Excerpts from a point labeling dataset
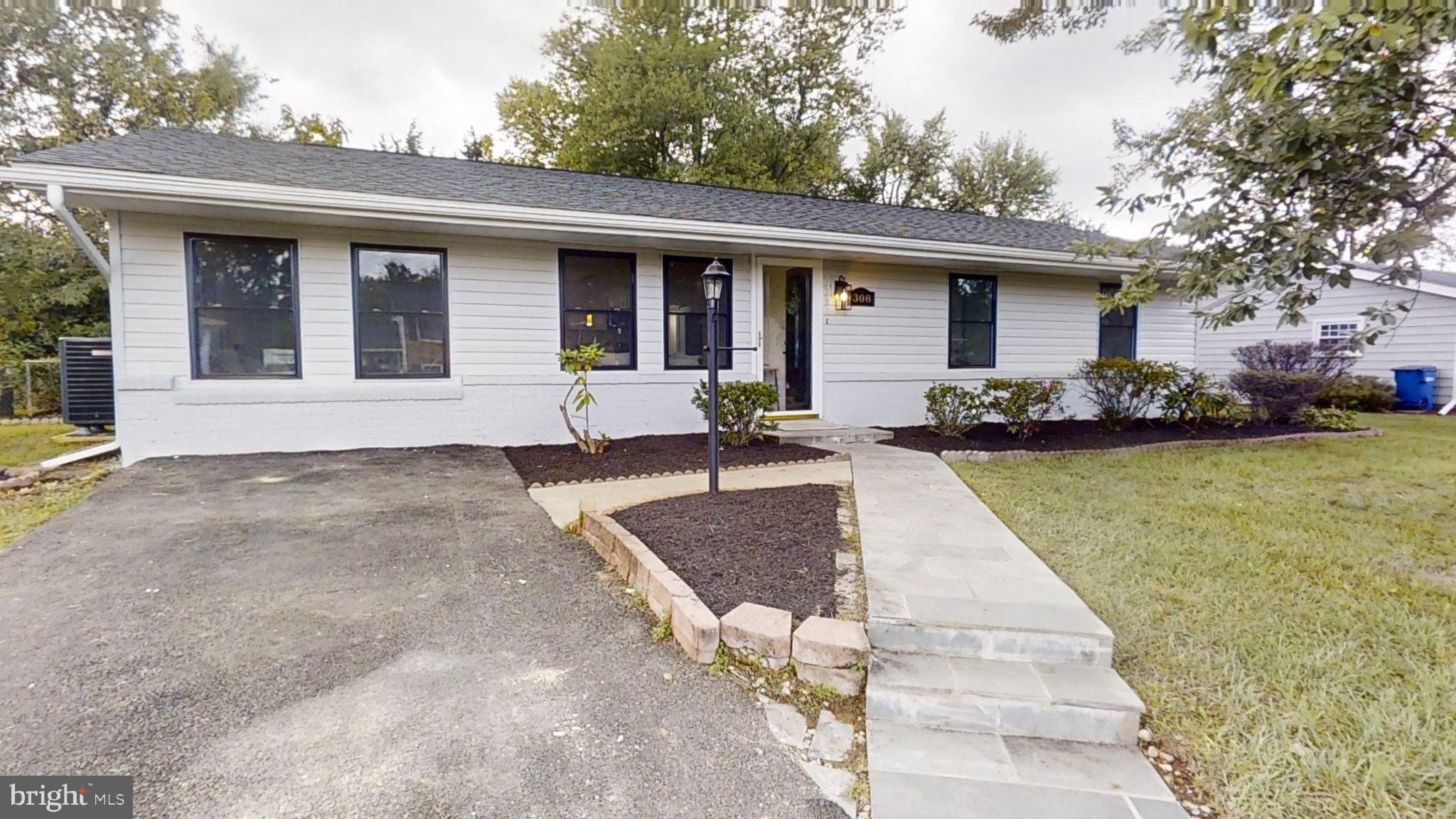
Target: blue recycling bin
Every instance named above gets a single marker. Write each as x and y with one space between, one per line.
1415 388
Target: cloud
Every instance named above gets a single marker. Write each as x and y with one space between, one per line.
380 63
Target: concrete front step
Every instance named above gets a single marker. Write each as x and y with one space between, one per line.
989 641
826 433
924 773
1074 703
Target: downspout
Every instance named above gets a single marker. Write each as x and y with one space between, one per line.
55 197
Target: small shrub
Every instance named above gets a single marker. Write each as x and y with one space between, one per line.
1280 381
579 362
1329 419
742 405
1194 397
1276 395
950 408
1366 394
1024 404
1123 390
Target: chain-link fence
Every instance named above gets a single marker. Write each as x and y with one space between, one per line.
31 388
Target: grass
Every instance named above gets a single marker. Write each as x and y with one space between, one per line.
22 510
23 445
1288 609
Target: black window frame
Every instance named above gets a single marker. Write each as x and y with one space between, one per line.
725 312
1107 289
951 321
561 296
191 308
355 312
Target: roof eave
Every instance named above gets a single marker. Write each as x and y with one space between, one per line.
143 188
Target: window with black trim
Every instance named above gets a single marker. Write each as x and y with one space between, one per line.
685 321
401 316
245 316
599 305
1117 331
973 321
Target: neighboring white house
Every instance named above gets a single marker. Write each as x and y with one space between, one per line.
1426 337
273 296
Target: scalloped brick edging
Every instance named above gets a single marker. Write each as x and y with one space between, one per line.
825 652
740 466
26 422
983 456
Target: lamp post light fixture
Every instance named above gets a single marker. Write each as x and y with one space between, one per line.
714 282
840 296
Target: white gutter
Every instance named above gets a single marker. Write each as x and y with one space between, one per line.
55 197
216 193
1418 286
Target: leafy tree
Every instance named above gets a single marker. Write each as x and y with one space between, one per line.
478 148
1325 139
1002 177
412 143
311 129
757 100
79 75
901 165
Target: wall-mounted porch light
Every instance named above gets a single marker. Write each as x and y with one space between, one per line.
840 296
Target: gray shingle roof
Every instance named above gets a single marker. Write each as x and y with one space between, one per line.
210 156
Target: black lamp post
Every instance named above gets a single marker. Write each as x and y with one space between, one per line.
714 280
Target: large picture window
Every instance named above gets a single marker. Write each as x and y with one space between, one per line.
245 316
973 321
1117 337
401 323
686 314
599 305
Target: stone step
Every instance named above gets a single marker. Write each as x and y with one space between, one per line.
1074 703
918 770
826 433
989 641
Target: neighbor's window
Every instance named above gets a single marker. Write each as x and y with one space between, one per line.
599 305
1117 337
401 324
245 318
686 314
973 321
1334 337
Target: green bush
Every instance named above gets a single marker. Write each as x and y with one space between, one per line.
1329 419
742 405
1123 390
1366 394
1194 397
1024 404
950 408
1280 381
1278 395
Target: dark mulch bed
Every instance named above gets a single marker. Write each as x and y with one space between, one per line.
768 547
545 464
1057 436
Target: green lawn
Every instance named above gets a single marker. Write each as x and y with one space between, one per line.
25 445
1288 609
22 510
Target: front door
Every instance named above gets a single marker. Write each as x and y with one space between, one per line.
788 336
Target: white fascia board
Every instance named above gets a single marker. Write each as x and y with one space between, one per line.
1418 286
155 187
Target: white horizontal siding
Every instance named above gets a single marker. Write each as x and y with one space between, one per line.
1426 337
504 334
880 360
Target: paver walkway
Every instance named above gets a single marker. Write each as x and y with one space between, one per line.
990 691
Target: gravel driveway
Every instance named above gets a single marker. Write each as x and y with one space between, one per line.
383 633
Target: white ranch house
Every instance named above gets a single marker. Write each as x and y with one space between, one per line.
271 296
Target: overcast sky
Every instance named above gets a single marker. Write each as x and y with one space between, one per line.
343 59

Request
Reproduce all of the records above word for word, omitting the pictures.

Solution for this exercise
Target: blue recycling bin
Every instance named above gets a single marker. Write each as x and y with one space between, one per line.
1415 388
Target: cloud
Every instance named above gets a single marker. Write each as x and y with one space between, one per line.
380 63
Target: concrete front step
Every instance named above gets a single marker. Write each as x and y with one space between, one per line.
989 641
826 433
924 773
1074 703
Target: downspout
Every instance named above gets a single marker. Write each as x and y with one space between, one per line.
55 197
Target: small shrub
Every instance named above gets a single marker. Write each as x and y with one space between, one per line.
1280 381
579 362
1329 419
742 405
1194 397
1276 395
950 408
1366 394
1024 404
1123 390
Target: chain-link fence
Every instance named above gets a single marker. Write each as x and y with one space between, one per line.
31 388
Target: grass
Every instance named above gets a single marker. Write each as x and y with one space between, one per line.
22 510
23 445
1288 609
Target: black window frame
Every instance named above gets a single marker. Write each as x and y with one space between, one per line.
725 312
1107 289
951 321
561 296
191 308
355 312
Target: roof eave
Every instance named above gets a single marker. Write each as x and y with one space between, one per line.
143 188
Target: window with black trim
Every instance named above gets a single marker. Write each as x and y with one space between, one per line.
685 321
401 316
245 316
599 305
1117 331
973 321
Target: neighboring white house
Every instance named above gets a single marker. Write each as x and y with one space between, one per line.
1426 337
273 296
Target: scalloped brick edging
Every instance named above gets a single marker. Write each as x and y with one space between, one per line.
825 652
740 466
26 422
983 456
Target: lamp post light fixture
Every instance named above gets a single marker. Write each as x and y with one space between, one per line.
714 282
840 296
Target: white gutter
Every instance named above gets a single marker. Write each as x and y with one space between, one per line.
55 197
216 193
1418 286
Target: leafy tree
Every instance named above gets a single marker. Write each as x and y with one space between, one per line.
478 148
1325 139
1002 177
412 143
311 129
757 100
79 75
901 165
Target: wall-mounted porch light
Every instance named above gets a single marker. Write each as x and y with one space between, one per line.
840 296
Target: gray shingle roof
Every instance named above gets a single marker. Write each as x and y with one space between, one per line.
210 156
Target: black lamp post
Every instance named above gets a single marker. Write each as x and y with one space between, one per line.
714 280
Target: large picture window
Every instance named above gets a single marker. Write each as x and y with one space between, one per line.
245 316
973 321
1117 337
401 323
686 314
599 305
Target: stone step
Every instance named above gets a single marker. Write each as x and y with one space between, one per line.
1074 703
918 770
826 433
989 641
Target: neighbor's window
Every instance named above gets a single marker. Write each as x and y with one space between, one per line.
599 305
1117 337
401 324
245 318
686 314
973 321
1334 337
Target: green bush
Every instance named above gets a single marker. Write each as x and y with one space between, one per line.
1329 419
742 405
1123 390
1366 394
1194 397
1024 404
950 408
1280 381
1278 395
Target: dark mulch bed
Every instance named above gets a single marker. Write each as x and y with one space between, one per line.
768 547
545 464
1057 436
Target: green lawn
Every instance named above gets a single marker. Write each as x and y with one space between, one per line.
25 445
1288 609
22 510
Target: front door
Every instance named above gets a single marker. Write each as x and y with one space between, one per line.
788 336
Target: white fascia board
Every instance named above gets a single marker. Write each as x and y with one space between, one per line.
1418 286
155 187
Target: white horizontal siding
Every instance named above gets a single marker. Write each as x and y with one space between, one per line.
1426 337
504 334
880 360
Target: paver walkway
Every instance named above gets a single marker. Write each as x and y with one space between, one per line.
990 691
Target: gravel driveway
Every instance named above gets a single marker. Write each as x and y with one space between, one per line.
383 633
Target: white ranch house
Every instance named above gets a single marker. Write each as x and y with one space between, one per line.
271 296
Target: overcast sky
Every instance named above gets a single marker. Write each as x and y with one space between, one per line.
343 59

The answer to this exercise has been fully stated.